Data lines:

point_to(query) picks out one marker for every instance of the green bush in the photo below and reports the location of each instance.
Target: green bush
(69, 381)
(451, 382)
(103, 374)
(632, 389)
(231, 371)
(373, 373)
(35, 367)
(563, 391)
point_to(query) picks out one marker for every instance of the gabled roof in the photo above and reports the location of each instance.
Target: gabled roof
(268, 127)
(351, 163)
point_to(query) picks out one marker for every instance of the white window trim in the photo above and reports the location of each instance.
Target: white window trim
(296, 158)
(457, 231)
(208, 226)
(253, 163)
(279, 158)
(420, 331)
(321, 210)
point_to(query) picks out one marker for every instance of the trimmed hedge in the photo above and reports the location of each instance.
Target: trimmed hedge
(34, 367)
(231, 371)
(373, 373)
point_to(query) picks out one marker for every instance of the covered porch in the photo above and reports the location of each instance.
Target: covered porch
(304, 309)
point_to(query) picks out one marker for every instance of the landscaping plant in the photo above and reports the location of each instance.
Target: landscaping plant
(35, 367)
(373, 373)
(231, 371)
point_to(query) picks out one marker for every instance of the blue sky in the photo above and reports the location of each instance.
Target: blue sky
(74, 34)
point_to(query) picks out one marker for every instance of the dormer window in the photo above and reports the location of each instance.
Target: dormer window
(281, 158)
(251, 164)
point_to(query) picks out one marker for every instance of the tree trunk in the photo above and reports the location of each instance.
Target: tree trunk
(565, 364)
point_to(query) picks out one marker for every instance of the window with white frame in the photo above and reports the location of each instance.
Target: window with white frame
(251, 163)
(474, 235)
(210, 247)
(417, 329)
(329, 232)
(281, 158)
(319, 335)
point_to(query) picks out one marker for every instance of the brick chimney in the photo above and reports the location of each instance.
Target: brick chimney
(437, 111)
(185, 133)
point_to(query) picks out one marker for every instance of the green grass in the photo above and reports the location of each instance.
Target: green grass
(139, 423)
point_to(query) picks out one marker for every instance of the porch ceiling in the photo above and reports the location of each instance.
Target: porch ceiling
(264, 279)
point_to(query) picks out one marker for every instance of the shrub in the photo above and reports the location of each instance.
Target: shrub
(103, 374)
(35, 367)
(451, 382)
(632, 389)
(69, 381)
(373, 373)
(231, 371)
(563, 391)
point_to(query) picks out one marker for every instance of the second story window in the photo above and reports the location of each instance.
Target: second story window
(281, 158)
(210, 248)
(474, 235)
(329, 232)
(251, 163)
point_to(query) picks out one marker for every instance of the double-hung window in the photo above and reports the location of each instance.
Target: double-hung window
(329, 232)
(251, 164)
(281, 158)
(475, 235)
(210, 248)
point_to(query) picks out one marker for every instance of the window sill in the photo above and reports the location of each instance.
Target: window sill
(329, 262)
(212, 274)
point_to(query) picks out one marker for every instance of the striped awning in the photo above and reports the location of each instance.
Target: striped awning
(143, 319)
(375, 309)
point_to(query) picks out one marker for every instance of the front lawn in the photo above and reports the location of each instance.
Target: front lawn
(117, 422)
---
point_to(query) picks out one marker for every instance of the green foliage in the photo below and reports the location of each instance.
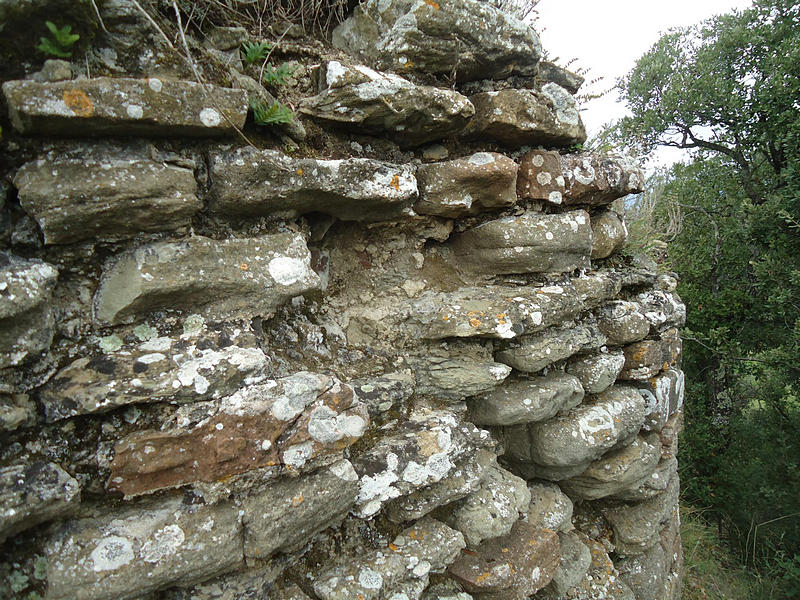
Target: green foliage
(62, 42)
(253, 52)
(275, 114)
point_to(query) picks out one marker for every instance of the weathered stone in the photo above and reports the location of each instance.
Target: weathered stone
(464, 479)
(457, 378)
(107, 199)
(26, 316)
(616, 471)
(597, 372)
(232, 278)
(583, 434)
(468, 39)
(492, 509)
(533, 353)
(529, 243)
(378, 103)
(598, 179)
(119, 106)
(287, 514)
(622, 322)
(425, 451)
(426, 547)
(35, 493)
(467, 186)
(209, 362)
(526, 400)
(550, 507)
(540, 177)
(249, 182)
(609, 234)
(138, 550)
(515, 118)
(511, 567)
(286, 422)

* [Problem requirements] Please pick out every line in the records that contains the word "roof", treating uppercase and lowercase as different.

* [Response to the task]
point_to(query) picks out one marker for every instance of the gabled roof in the photo above and reports the location of each instance.
Target: gabled roof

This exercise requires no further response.